- [Given exercise]: Find "[point] tall man" in the data, then restate the line it sits in and every later line word for word, ending with the last line.
# Records for this exercise start
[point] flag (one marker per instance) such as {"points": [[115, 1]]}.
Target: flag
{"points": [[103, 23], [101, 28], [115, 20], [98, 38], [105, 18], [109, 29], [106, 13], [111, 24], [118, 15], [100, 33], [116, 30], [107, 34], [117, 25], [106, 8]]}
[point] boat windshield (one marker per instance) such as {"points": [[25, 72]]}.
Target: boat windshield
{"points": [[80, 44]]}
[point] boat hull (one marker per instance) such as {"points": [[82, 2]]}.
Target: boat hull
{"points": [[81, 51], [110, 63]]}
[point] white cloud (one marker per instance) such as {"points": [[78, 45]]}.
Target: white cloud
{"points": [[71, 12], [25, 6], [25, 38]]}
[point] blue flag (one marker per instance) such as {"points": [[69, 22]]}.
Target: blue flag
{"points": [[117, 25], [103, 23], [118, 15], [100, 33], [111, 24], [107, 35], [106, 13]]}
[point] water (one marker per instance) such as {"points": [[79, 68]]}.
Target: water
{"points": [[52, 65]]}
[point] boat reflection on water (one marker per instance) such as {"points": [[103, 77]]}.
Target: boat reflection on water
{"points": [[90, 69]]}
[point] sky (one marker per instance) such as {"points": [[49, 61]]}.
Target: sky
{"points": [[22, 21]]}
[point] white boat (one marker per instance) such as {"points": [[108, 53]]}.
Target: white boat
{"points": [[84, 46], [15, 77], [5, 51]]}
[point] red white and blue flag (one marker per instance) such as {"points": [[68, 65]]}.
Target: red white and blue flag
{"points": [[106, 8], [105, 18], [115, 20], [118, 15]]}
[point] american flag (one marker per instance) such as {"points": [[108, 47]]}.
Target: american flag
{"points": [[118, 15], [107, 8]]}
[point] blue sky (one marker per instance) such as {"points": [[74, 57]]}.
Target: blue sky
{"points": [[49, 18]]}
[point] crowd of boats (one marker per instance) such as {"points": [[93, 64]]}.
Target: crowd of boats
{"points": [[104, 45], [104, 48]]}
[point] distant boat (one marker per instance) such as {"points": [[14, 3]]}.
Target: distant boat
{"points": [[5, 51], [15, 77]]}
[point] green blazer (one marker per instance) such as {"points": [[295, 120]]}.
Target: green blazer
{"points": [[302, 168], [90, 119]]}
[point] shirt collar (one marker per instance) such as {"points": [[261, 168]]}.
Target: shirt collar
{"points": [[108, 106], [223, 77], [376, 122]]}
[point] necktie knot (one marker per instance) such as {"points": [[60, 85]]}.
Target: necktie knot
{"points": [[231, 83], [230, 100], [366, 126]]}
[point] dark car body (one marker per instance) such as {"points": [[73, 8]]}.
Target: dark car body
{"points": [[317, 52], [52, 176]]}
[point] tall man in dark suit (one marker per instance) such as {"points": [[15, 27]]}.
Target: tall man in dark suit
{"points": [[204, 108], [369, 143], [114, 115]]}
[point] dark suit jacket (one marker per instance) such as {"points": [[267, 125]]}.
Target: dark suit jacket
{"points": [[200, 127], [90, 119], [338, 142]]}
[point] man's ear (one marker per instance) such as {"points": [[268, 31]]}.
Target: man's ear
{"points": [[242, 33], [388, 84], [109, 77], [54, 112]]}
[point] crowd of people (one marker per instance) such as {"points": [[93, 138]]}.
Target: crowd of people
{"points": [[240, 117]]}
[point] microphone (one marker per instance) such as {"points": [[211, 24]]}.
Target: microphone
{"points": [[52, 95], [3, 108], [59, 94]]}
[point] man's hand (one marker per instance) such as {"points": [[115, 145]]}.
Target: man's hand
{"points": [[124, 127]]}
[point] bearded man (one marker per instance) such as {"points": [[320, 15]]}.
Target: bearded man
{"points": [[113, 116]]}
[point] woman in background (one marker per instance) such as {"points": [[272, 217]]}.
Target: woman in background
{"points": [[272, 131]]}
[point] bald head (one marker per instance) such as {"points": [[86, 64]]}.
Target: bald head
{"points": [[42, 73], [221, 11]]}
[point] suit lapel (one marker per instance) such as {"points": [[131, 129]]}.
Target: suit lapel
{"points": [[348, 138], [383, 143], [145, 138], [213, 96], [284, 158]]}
# Records for this exercise end
- [Response to this task]:
[point] tall man in dark suit (one marker per instance) such as {"points": [[15, 27]]}.
Target: tall man in dark suit
{"points": [[204, 108], [369, 143], [114, 115]]}
[point] dark suit jacket (one marker per instance) such as {"points": [[267, 125]]}.
Target: dark suit jacket
{"points": [[200, 127], [90, 119], [338, 142]]}
[point] man's ear (one marker per instance) such as {"points": [[268, 31]]}.
Target: man's ear
{"points": [[242, 33], [388, 84], [109, 77], [54, 112]]}
[point] crowd of people (one marker per instance) such as {"points": [[93, 138]]}.
Target: crowd of people
{"points": [[240, 117]]}
[point] microphone (one marker per instance) such as {"points": [[211, 24]]}.
Target: microphone
{"points": [[52, 95], [3, 108], [59, 94]]}
[point] man's hand (one marker per instance) such as {"points": [[115, 145]]}.
Target: man's hand
{"points": [[124, 127]]}
[point] bearded man (one marker per instance) such as {"points": [[320, 15]]}.
Target: bearded man
{"points": [[113, 116]]}
[point] woman in background (one marker per instance) such as {"points": [[272, 217]]}.
Target: woman in background
{"points": [[272, 131]]}
[point] bald head (one marker per instance) such as {"points": [[86, 64]]}.
Target: bald head
{"points": [[42, 73], [221, 11]]}
[point] suit lapel (one marker per instance) such as {"points": [[131, 129]]}.
Target: suit lapel
{"points": [[348, 138], [383, 143], [145, 138], [213, 96], [284, 158]]}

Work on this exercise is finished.